Ce texte de w.benjamin : « L'oeuvre d'art à l'époque de sa reproduction mécanisée », n’est pas consacré aux arts premiers mais il fournit cependant certains outils intellectuels pour à la fois, comprendre l’origine et la signification de ces objets (ce qui fait leur aura) et leur détournement en tant que valeur d’exposition.
Le hic et nunc de l'original forme le contenu de la notion de l'authenticité, et sur cette dernière repose la représentation d'une tradition qui a transmis jusqu'à nos jours cet objet comme étant resté identique à lui-même. Les composantes de l'authenticité se refusent à toute reproduction, non pas seulement à la reproduction mécanisée. L'original, en regard de la reproduction manuelle, dont il faisait aisément apparaître le produit comme faux, conservait toute son autorité
De nos jours, les conditions d'une recherche correspondante sont plus favorables et, si les transformations dans le médium de la perception contemporaine peuvent se comprendre comme la déchéance de l'aura, il est possible d'en indiquer les causes sociales.
Qu'est-ce en somme que l'aura ? Une singulière trame de temps et d'espace : apparition unique d'un lointain, si proche soit-il. L'homme qui, un après-midi d'été, s'abandonne à suivre du regard le profil d'un horizon de montagnes ou la ligne d'une branche qui jette sur lui son ombre - cet homme respire l'aura de ces montagnes, de cette branche. Cette expérience nous permettra de comprendre la détermination sociale de l'actuelle déchéance de l'aura.
L'unicité de l'oeuvre d'art ne fait qu'un avec son intégration dans la tradition. Par ailleurs, cette tradition elle-même est sans doute quelque chose de fort vivant, d'extraordinairement changeant en soi. Une antique statue de Vénus était autrement située, par rapport à la tradition, chez les Grecs qui en faisaient l'objet d'un culte, que chez les clercs du Moyenâ-ge qui voyaient en elle une idole malfaisante. Mais aux premiers comme aux seconds elle apparaissait dans tout son caractère d'unicité, en un mot dans son aura. La forme originelle d'intégration de l'oeuvre d'art dans la tradition se réalisait dans le culte. Nous savons que les oeuvres d'art les plus anciennes s'élaborèrent au service d'un rituel d'abord magique, puis religieux. Or, il est de la plus haute signification que le mode d'existence de l'oeuvre d'art déterminé par l'aura ne se sépare jamais absolument de sa fonction rituelle. En d'autres termes : la valeur unique de l'oeuvre d'art authentique a sa base dans le rituel. Ce fond rituel, si reculé soit-il, transparaît encore dans les formes les plus profanes du culte de la beauté. Ce culte, qui se développe au cours de la Renaissance, reste en honneur pendant trois siècles - au bout desquels le premier ébranlement sérieux qu'il subit décèle ce fond. Lorsqu'à l'avènement du premier mode de reproduction vraiment révolutionnaire, la l'art éprouve l'approche de la crise, devenue évidente un siècle plus tard, il réagit par la doctrine de l'art pour l'art, qui n'est qu'une théologie de l'art. C'est d'elle qu'est ultérieurement issue une théologie négative sous forme de l'idée de l'art pur, qui refuse non seulement toute fonction sociale, mais encore toute détermination par n'importe quel sujet concret. (En poésie, Mallarmé fut le premier à atteindre cette position.)

▶ **DONNÉES FOURNIES**:
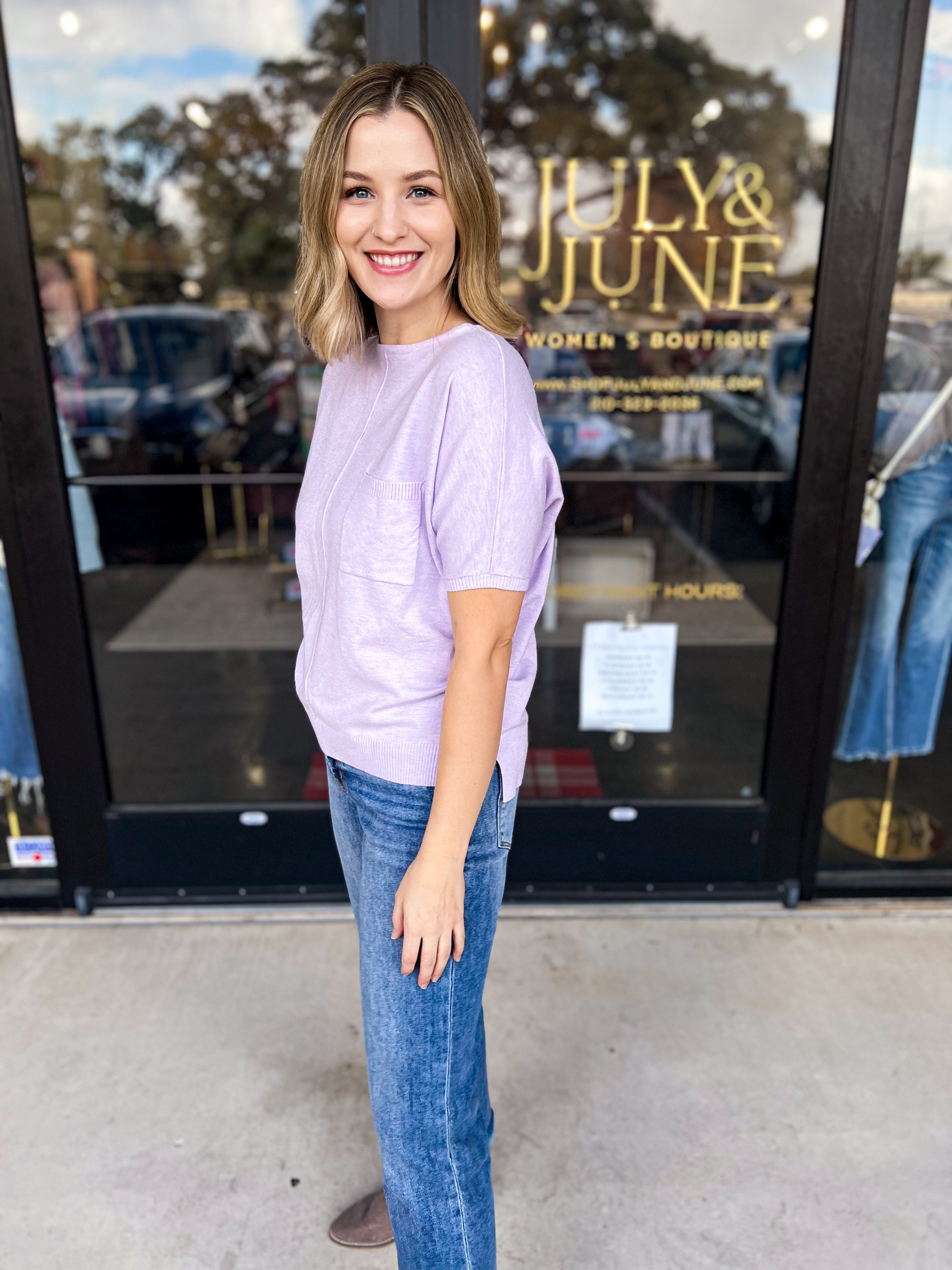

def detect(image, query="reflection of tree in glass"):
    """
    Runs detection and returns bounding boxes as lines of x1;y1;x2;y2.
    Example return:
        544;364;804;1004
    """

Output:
116;93;297;305
23;0;364;312
896;248;946;282
22;122;185;309
482;0;826;298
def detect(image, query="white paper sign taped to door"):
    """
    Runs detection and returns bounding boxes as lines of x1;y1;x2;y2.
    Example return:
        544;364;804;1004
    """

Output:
579;622;678;731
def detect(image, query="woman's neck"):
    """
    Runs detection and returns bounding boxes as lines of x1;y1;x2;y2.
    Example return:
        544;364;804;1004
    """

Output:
373;295;470;344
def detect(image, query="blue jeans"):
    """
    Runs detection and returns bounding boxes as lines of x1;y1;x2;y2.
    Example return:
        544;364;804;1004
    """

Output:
835;447;952;761
327;758;515;1270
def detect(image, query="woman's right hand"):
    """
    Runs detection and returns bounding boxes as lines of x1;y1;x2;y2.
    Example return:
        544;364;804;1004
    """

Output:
391;838;466;988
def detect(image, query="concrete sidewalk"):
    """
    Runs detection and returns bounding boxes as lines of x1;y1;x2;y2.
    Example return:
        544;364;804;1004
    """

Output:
0;906;952;1270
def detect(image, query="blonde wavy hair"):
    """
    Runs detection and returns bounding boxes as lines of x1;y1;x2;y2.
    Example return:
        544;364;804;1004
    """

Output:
294;62;523;362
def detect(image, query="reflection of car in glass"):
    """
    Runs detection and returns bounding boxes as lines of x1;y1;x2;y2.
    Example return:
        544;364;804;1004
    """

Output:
51;305;297;474
703;329;942;526
523;348;635;471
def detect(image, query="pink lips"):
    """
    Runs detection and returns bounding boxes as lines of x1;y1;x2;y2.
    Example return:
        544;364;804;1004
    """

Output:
364;251;423;278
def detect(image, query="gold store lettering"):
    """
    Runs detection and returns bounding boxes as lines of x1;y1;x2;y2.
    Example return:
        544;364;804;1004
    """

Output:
518;156;783;313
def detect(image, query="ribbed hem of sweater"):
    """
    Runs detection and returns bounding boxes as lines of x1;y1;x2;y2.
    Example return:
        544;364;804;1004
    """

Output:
444;573;529;591
315;721;529;803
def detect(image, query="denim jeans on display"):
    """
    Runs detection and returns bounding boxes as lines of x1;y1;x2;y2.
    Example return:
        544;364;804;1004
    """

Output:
835;444;952;761
327;758;515;1270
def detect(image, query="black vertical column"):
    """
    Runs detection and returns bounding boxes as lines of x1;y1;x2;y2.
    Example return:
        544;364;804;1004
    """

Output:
764;0;929;895
364;0;482;122
0;12;109;903
427;0;482;123
364;0;427;65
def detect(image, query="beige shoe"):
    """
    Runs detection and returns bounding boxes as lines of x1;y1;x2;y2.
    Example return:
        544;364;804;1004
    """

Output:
327;1191;394;1248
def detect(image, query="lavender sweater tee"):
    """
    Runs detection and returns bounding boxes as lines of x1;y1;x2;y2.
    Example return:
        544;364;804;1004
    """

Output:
294;325;562;799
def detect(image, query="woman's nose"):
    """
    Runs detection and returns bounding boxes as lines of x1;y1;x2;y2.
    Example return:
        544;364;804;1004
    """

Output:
373;198;406;243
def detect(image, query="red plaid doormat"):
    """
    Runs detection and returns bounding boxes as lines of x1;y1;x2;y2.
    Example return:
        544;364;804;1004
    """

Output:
519;748;602;798
302;749;602;803
301;749;327;803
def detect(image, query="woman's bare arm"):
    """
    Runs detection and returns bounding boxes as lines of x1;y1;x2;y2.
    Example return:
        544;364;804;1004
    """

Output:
394;588;523;988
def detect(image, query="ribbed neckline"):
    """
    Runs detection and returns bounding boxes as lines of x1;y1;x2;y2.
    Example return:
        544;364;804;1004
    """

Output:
373;321;484;358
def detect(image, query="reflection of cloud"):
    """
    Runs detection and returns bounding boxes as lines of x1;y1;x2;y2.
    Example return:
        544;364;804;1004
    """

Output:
655;0;843;133
900;161;952;253
3;0;326;138
807;111;833;145
777;192;823;278
4;0;303;66
925;5;952;57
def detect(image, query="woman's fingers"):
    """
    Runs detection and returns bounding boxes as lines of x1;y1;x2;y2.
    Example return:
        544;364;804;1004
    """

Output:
400;932;420;974
390;891;404;945
433;931;453;983
416;935;439;988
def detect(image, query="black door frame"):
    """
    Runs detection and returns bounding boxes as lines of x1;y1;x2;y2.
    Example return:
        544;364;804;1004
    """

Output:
0;0;929;908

▶ **TÂCHE COURTE 1**: Recopiez mot pour mot le passage du texte sur l'aura de l'œuvre d'art, en commençant par "Qu'est-ce en somme" et en allant jusqu'à "déchéance de l'aura.".
▶ **TÂCHE COURTE 2**: D'après le texte sur l'aura de l'œuvre d'art, qui fut le premier en poésie à atteindre la position de l'art pur ?
▶ **TÂCHE COURTE 3**: Poursuivez le texte sur l'aura de l'œuvre d'art à partir de sa dernière phrase.

▶ **RÉPONSE 1**:
Qu'est-ce en somme que l'aura ? Une singulière trame de temps et d'espace : apparition unique d'un lointain, si proche soit-il. L'homme qui, un après-midi d'été, s'abandonne à suivre du regard le profil d'un horizon de montagnes ou la ligne d'une branche qui jette sur lui son ombre - cet homme respire l'aura de ces montagnes, de cette branche. Cette expérience nous permettra de comprendre la détermination sociale de l'actuelle déchéance de l'aura.

▶ **RÉPONSE 2**: Mallarmé.

▶ **RÉPONSE 3**:
Il serait possible de représenter l'histoire de l'art comme l'opposition de deux pôles de l'oeuvre d'art même, et de retracer la courbe de son évolution en suivant les déplacements du centre de gravité d'un pôle à l'autre. Ces deux pôles sont sa valeur rituelle et sa valeur d'exposition. La production artistique commence par des images au service de la magie. Leur importance tient au fait même d'exister, non au fait d'être vues. L'élan que l'homme de l'âge de la pierre dessine sur les murs de sa grotte est un instrument de magie, qu'il n'expose que par hasard à la vue d'autrui ; l'important serait tout au plus que les esprits voient cette image. La valeur rituelle exige presque que l'oeuvre d'art demeure cachée : certaines statues de dieux ne sont accessibles qu'au prêtre, certaines images de la Vierge restent voilées durant presque toute l'année, certaines sculptures des cathédrales gothiques sont invisibles au spectateur au niveau du sol. Avec l'émancipation des différents procédés d'art au sein du rituel se multiplient pour l'oeuvre d'art les occasions de s'exposer. Un buste, que l'on peut envoyer à tel ou tel endroit, est plus susceptible d'être exposé qu'une statue de dieu qui a sa place fixée dans l'enceinte du temple. Le tableau surpasse à cet égard la mosaïque ou la fresque qui le précédèrent.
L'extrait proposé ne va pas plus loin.